BIO181 Lecture 7 - DNA Stucture
Page 1: Title
DNA Structure
BIO 181: General Biology I Fall 2024
Dr. Hart 10/3/24
Page 2: Outline
Early DNA experiments
Structure of DNA
Chromosome Structure
Page 3: Properties of Genetic Material
What is the genetic material?
Four criteria for genetic material:
Information
Replication
Transmission
Variation
Late 1800s: Biochemical basis of heredity postulated.
Chromosomes are the bearers of genetic information; proteins expected to be the genetic material.
Page 4: Friedrich Miecher's Discovery
1869: Miecher discovers "nuclein" while isolating proteins.
Isolated from white blood cells in discarded bandages.
Pure DNA from salmon sperm found only in cell nuclei.
Page 5: Chargaff’s Analysis
Erwin Chargaff analyzed DNA base composition across species.
Findings:
Adenine (A) = Thymine (T)
Cytosine (C) = Guanine (G)
Example percentages from various organisms.
Page 6: Griffith’s Bacterial Transformation
Late 1920s: Frederick Griffith works with S. pneumoniae bacteria.
Two strains: Smooth (S) - fatal, Rough (R) - non-fatal.
Smooth strains have protective capsules; heat-killed S are non-fatal.
Live R mixed with heat-killed S result in fatalities (transformation).
Page 7: Griffith’s Results
Question: How did R obtain the S strain's traits?
Genetic material transferred from heat-killed S to living R.
Page 8: Avery, MacLeod, and McCarty's Work
1940s: Investigating the biochemical basis of transformation.

→ Set of tasks
1) Summarize the DNA structure lecture notes in two sentences.
2) Reproduce the DNA structure lecture notes word for word, starting with "Cytosine (C) = Guanine" and going on through "basis of transformation.".

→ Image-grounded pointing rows

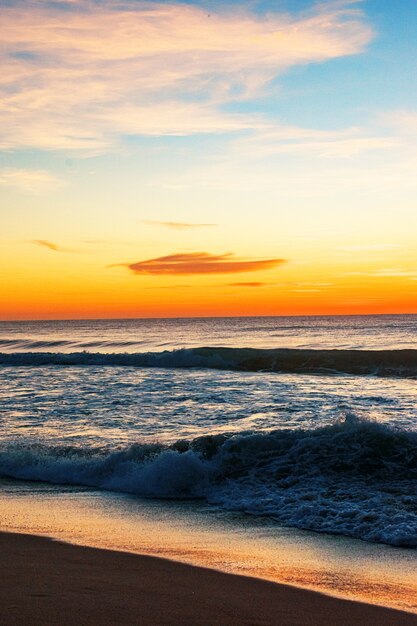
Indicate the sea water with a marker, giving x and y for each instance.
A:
(284, 448)
(214, 409)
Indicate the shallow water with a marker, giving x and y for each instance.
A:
(193, 533)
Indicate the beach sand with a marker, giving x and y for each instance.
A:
(48, 582)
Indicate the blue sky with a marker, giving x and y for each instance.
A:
(291, 125)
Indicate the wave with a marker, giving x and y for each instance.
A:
(354, 478)
(402, 363)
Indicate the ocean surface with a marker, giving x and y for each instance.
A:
(310, 422)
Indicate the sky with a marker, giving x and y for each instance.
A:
(179, 159)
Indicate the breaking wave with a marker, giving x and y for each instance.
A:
(402, 363)
(354, 478)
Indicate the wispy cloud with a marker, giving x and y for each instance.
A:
(44, 243)
(80, 79)
(372, 247)
(389, 272)
(201, 263)
(249, 284)
(33, 181)
(177, 225)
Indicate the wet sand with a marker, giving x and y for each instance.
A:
(47, 582)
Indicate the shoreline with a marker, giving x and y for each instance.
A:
(51, 582)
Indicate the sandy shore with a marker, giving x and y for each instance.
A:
(47, 582)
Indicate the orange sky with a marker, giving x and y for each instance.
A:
(173, 160)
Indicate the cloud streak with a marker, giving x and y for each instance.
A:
(50, 245)
(201, 263)
(82, 77)
(177, 225)
(33, 181)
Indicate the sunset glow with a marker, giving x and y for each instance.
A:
(174, 159)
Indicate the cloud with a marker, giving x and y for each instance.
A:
(201, 263)
(33, 181)
(44, 243)
(177, 225)
(372, 247)
(390, 272)
(82, 77)
(249, 284)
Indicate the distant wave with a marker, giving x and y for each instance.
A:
(354, 478)
(402, 363)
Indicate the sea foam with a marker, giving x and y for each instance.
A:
(355, 478)
(401, 363)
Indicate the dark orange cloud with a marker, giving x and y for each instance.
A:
(177, 225)
(201, 263)
(48, 244)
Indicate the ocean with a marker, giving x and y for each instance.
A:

→ Responses per task
1) The lecture notes list four criteria for genetic material (information, replication, transmission, and variation) and state that proteins were once expected to be the genetic material. They cover the 1869 discovery of "nuclein," Chargaff's finding that adenine equals thymine and cytosine equals guanine, and Griffith's late-1920s work showing genetic material transferred from heat-killed S bacteria to living R bacteria.

2)
Cytosine (C) = Guanine (G)
Example percentages from various organisms.
Page 6: Griffith’s Bacterial Transformation
Late 1920s: Frederick Griffith works with S. pneumoniae bacteria.
Two strains: Smooth (S) - fatal, Rough (R) - non-fatal.
Smooth strains have protective capsules; heat-killed S are non-fatal.
Live R mixed with heat-killed S result in fatalities (transformation).
Page 7: Griffith’s Results
Question: How did R obtain the S strain's traits?
Genetic material transferred from heat-killed S to living R.
Page 8: Avery, MacLeod, and McCarty's Work
1940s: Investigating the biochemical basis of transformation.